Drop the images. Copy every line below character for character.

(The records Opens)

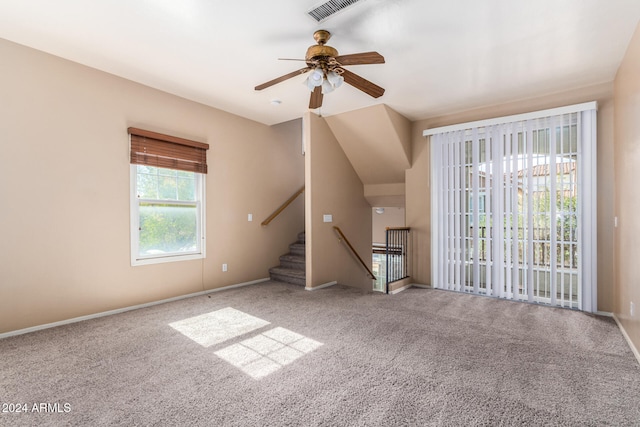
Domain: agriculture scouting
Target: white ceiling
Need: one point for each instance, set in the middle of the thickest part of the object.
(441, 56)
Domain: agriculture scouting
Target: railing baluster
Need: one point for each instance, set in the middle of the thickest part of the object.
(397, 254)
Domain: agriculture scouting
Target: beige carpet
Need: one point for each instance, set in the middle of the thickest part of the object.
(274, 354)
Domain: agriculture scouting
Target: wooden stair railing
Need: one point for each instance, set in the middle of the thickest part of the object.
(283, 207)
(343, 237)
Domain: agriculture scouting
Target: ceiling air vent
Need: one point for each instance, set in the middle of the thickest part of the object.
(326, 10)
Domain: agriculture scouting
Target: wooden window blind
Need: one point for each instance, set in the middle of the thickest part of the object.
(165, 151)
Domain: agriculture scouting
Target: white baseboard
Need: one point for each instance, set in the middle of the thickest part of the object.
(604, 313)
(626, 337)
(395, 291)
(324, 285)
(124, 309)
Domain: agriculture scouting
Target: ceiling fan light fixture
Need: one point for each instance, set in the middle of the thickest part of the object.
(316, 77)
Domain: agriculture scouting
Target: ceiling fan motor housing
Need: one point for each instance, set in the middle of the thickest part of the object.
(319, 52)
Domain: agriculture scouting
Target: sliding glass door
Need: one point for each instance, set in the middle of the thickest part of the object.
(513, 209)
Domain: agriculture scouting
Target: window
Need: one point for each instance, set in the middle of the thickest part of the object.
(513, 207)
(167, 198)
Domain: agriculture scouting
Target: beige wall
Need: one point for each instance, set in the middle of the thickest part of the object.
(392, 217)
(418, 190)
(64, 191)
(627, 195)
(333, 187)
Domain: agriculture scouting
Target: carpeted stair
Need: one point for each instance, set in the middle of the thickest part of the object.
(292, 265)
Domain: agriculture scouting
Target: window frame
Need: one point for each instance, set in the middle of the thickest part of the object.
(200, 203)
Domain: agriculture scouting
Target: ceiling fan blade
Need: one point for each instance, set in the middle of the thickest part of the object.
(282, 78)
(360, 58)
(363, 84)
(316, 98)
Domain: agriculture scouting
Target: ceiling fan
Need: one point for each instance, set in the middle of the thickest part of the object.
(328, 72)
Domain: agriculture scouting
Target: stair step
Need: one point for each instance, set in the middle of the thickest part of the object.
(288, 275)
(296, 262)
(297, 249)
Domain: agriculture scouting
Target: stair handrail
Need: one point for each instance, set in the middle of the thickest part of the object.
(282, 207)
(343, 237)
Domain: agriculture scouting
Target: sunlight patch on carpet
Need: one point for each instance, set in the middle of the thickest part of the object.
(218, 326)
(264, 354)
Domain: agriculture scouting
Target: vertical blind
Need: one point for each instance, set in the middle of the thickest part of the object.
(165, 151)
(513, 207)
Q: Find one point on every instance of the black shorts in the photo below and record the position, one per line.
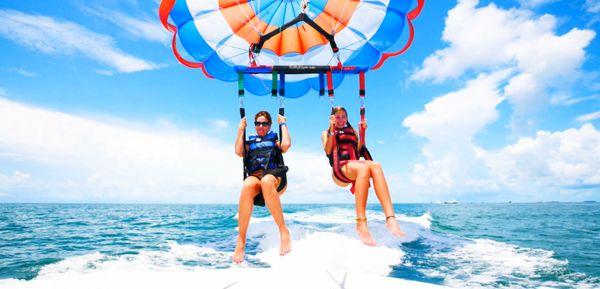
(279, 172)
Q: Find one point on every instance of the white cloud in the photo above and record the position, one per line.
(21, 71)
(535, 3)
(489, 38)
(547, 166)
(144, 27)
(449, 124)
(63, 38)
(570, 158)
(17, 177)
(589, 117)
(565, 99)
(84, 159)
(592, 6)
(219, 124)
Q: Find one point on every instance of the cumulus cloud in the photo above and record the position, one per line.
(564, 159)
(16, 178)
(550, 165)
(589, 117)
(64, 38)
(85, 159)
(535, 3)
(490, 38)
(592, 6)
(449, 123)
(21, 71)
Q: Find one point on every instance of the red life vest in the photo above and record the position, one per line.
(345, 148)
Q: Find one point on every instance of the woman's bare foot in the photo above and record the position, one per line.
(392, 226)
(238, 254)
(363, 232)
(286, 242)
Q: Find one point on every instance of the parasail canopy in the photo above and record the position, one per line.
(221, 35)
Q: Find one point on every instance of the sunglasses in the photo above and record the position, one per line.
(261, 123)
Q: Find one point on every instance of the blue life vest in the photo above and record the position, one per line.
(263, 153)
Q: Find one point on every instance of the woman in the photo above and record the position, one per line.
(341, 138)
(266, 175)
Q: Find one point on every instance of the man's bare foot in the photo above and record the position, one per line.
(392, 226)
(363, 232)
(286, 242)
(238, 254)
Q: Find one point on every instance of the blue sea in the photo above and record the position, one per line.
(538, 245)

(The records Closes)

=== Answer to the exercise ===
Domain: agriculture scouting
Target: white ceiling
Need: one point for each instance, set in the middle of the thickest part of the object.
(441, 56)
Domain: agriculture scouting
Target: railing baluster
Need: one point for each instance, set in the middle of the thickest part of the object.
(397, 254)
Domain: agriculture scouting
Target: beige carpet
Need: one point for each instance, set in the middle of the thickest part of the object.
(274, 354)
Domain: agriculture scouting
Target: wooden stair railing
Need: one point for each instance, set in the middle of the thickest part of the object.
(283, 207)
(343, 237)
Domain: agriculture scouting
Target: ceiling air vent
Need: one point for each instance, set in the middle of the thickest part of the object.
(326, 10)
Domain: agriculture scouting
Target: wooden window blind
Need: one point for each instance, set in the middle of the thickest part of the object.
(165, 151)
Domain: agriculture scouting
Target: white baseboard
Need: one point for each instance, set in the middle of the thickest part of the object.
(604, 313)
(626, 337)
(395, 291)
(324, 285)
(124, 309)
Domain: agriculture scouting
Target: ceiling fan light fixture
Need: one point for each instance, set in the middle of the thickest part of the object.
(316, 77)
Domain: agriculture scouting
Target: ceiling fan motor housing
Need: one point for each instance, set in the middle of the thickest part of the object.
(319, 52)
Domain: agriculture scouting
Target: sliding glass door
Need: one point for each instance, set in the middle of the thickest part of the object.
(513, 209)
Domain: agriculture scouting
Target: window
Need: one point for each instance, set in the middle of the thickest part of the object.
(513, 207)
(167, 198)
Domain: agriculture scouting
Target: beige wall
Need: one point for each instance, set in the middle of the thickest part of the object.
(392, 217)
(418, 190)
(64, 191)
(627, 195)
(333, 187)
Domain: agriculture scouting
Target: carpeted stair
Need: one point for each instance, set in the middle of the thickest part of the object.
(292, 265)
Domain: agriculture scouting
Target: window frame
Need: one point for each instance, set in the middle of the thickest part of the object.
(200, 203)
Domain: agriculture scouting
Target: ceiling fan blade
Need: one point for each instance, set in the middle of the thickest part of the object.
(282, 78)
(360, 58)
(363, 84)
(316, 98)
Domain: agriculture scouting
Target: ceiling fan
Need: one point for each instance, set in the middle of the thickest part of the object.
(328, 72)
Domain: agriculture scouting
Target: stair step
Need: one point for each instance, set in the middle of the thickest part of the object.
(288, 275)
(296, 262)
(297, 249)
Domain: agriculture scouting
Target: stair handrail
Need: one point for each instance, set in the middle of the thickest part of the object.
(282, 207)
(343, 237)
Domain: agriculture scouting
Target: sunlight patch on carpet
Need: one point for each instance, set in the middle of the thickest part of the object.
(218, 326)
(264, 354)
Domain: agriculture scouting
Target: vertical blind
Need: one point for each instance, set in the middle of the thickest part of the object.
(165, 151)
(513, 207)
Q: Find one point on every instance of the black shorts in the photo below and record the position, one per line.
(279, 172)
Q: Find one point on every instance of the white cloud in the photo above and record the position, one per line.
(21, 71)
(535, 3)
(489, 38)
(547, 166)
(144, 27)
(449, 124)
(63, 38)
(570, 158)
(17, 177)
(589, 117)
(565, 99)
(84, 159)
(592, 6)
(219, 124)
Q: Find one point on every instance of the cumulus cloud in the photo above and record the position, one per line.
(564, 159)
(16, 178)
(550, 165)
(589, 117)
(64, 38)
(85, 159)
(535, 3)
(490, 38)
(592, 6)
(449, 123)
(21, 71)
Q: Find one point on every instance of the red life vest in the photo above and record the position, one per line.
(345, 148)
Q: Find one point on every instance of the woman's bare foot in the photo above and record the position, one per line.
(392, 226)
(238, 254)
(363, 232)
(286, 242)
Q: Find one point on every instance of the parasail canopy in the photo above and record the position, one per line.
(221, 35)
Q: Find one point on every instance of the sunglasses in the photo above and record the position, one per line.
(261, 123)
Q: Find one point on every instance of the blue life vest in the photo above and record the position, one per line.
(263, 153)
Q: Find one point on every instance of the woman in the photo above and record the position, one per line.
(341, 138)
(266, 175)
Q: Find one point on every instance of the man's bare foot in the photo above and record the position, one per line.
(392, 226)
(363, 232)
(286, 242)
(238, 254)
Q: Find one point on every instance of the blue sea in the photo above and record the position, one per line.
(538, 245)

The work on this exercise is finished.